Text:
>> start

I fall in the 2-3 region. I like it when the DM provides ideas for things to do, but reacts and changes things based on player actions.
 

I picked 1 and can get into 2. While all the "freedom" is nice, I find too much time is spent figuring out what is in the GM's head. It the same reason I do not like mysteries (separate from discovery, which is the heart of exploration) in RPGs, few GMs can consistently provide the right information at the right level, at the right time and in an interesting way. Since I am an easily bored player, I prefer some structure and lots of action. As long as your story is interesting, I'll agree to follow the rails.

As I once told my GM - I do my thinking at work. I game to kick some butt.
 

Most of the people I meet face to face have no idea what to do with a wide open sandbox. It seems they like at least an inkling of direction.

I'm very much the same way: I have fun different ways for different reasons. Also, I don't like games that come down to "whoever's loudest wins" because I always lose those.
 

I chose 1 and 2. I find (both as a player and DM) that if you don't give the players a clear goal, you end up with one different campaign per player, each competing for the DM's time.
 

I voted 1 and 2. I'm quite partial to the occasional railroad campaign. But then, I believe that as a player I am there to tell the story that the DM has come up with.
 

I picked 3 & 4. I'm not quite sure how they are different. The setting includes everything in the world except the players' PC actions and what their unrelated attempts increase it by. Seeing the underlying patterns in the world players can determine their own objectives and navigate to them thereby making their own stories.

>> end

Written instruction: Continue the forum thread on guided versus open-ended role-playing campaigns, picking up right after its last post. The lines after this aren't needed.

Coordinate annotation lines
>> start

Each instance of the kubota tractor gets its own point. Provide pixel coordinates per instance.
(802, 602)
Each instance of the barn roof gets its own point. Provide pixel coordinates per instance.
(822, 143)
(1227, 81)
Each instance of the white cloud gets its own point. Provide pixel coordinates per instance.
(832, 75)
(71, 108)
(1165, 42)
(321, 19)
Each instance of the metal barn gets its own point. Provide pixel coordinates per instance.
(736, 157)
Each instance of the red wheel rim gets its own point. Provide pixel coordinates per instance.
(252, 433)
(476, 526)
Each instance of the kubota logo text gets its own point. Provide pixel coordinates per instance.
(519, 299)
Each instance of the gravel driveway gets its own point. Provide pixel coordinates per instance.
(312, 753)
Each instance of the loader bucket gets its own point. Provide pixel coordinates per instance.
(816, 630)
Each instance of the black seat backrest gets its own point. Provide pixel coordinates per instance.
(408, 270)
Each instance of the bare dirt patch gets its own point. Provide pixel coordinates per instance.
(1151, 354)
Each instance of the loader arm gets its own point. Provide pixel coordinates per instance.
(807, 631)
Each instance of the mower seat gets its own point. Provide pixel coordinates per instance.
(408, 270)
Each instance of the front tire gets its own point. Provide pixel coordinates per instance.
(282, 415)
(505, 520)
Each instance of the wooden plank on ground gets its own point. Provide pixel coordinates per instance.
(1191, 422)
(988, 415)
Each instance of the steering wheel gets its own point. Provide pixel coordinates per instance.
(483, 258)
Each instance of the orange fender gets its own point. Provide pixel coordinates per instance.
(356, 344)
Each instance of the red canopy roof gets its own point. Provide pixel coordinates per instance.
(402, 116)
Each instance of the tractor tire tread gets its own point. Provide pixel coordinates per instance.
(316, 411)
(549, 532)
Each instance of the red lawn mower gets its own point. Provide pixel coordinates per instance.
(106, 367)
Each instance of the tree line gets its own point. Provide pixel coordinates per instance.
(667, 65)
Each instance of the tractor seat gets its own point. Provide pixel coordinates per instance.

>> end

Result for this task:
I prefer not to limit the number of pathways for players to follow, but what I offer is a number of preconceived strategies. Having an open system enables players to go nearly any direction, but having a system enables me to challenge them coherently. I think a finite game like Chess can be viewed as having multiple plotlines, the total number of game states possible within it, it's just those plotlines are about 1x10^50th power in number. In our D&D game the preset plotline count makes that look like a grain of sand in a galaxy. And even as they play the players continually increase that number.
 

I went with one and two as I want a game that will go somewhere. I do most of my gaming online, and a perennial problem is people cannot decide what to do or develop a cohesive strategy, so I see the DM's job as making sure there is a story.

Of course they should pay attention to the characters/players and use their input, but overall keeping the story going needs the DM's input more than the players.